Aim of the task:
Please report how many of the lines below contain the string "wheat", treating uppercase and lowercase as different. Give only the number.

Extracted information:
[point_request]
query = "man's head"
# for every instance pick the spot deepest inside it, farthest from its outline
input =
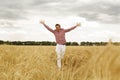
(58, 27)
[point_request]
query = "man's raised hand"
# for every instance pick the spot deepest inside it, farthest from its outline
(42, 22)
(78, 24)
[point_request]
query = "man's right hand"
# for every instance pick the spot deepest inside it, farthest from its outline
(42, 22)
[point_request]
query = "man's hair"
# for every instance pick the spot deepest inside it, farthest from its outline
(57, 25)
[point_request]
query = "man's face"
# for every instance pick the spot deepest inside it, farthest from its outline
(57, 28)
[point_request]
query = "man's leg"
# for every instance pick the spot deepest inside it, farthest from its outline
(63, 51)
(58, 51)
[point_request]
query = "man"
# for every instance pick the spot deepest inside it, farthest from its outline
(59, 34)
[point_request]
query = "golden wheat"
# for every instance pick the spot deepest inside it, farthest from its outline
(79, 63)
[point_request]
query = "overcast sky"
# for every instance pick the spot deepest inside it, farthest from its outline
(100, 19)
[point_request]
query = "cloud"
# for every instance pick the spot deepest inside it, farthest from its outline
(104, 11)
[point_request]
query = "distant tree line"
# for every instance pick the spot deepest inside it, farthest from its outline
(45, 43)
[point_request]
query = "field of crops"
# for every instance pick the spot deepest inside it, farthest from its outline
(79, 63)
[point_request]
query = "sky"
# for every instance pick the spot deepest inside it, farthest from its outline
(100, 19)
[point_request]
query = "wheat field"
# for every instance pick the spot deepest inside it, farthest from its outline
(79, 63)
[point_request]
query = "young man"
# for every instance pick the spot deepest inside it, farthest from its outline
(60, 40)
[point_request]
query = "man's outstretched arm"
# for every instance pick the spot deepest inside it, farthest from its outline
(67, 30)
(43, 23)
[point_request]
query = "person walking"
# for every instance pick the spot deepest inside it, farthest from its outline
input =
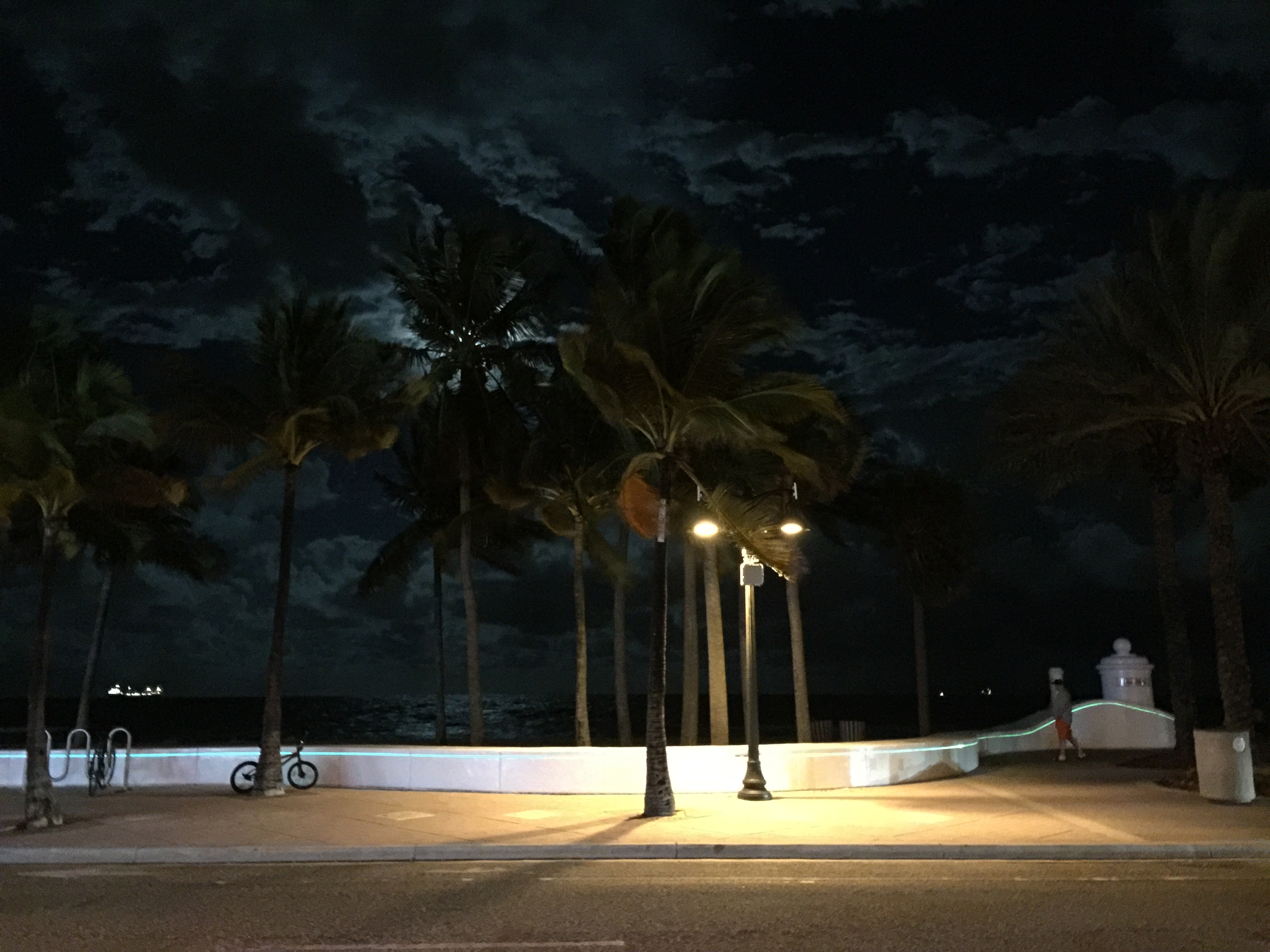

Solution to this exercise:
2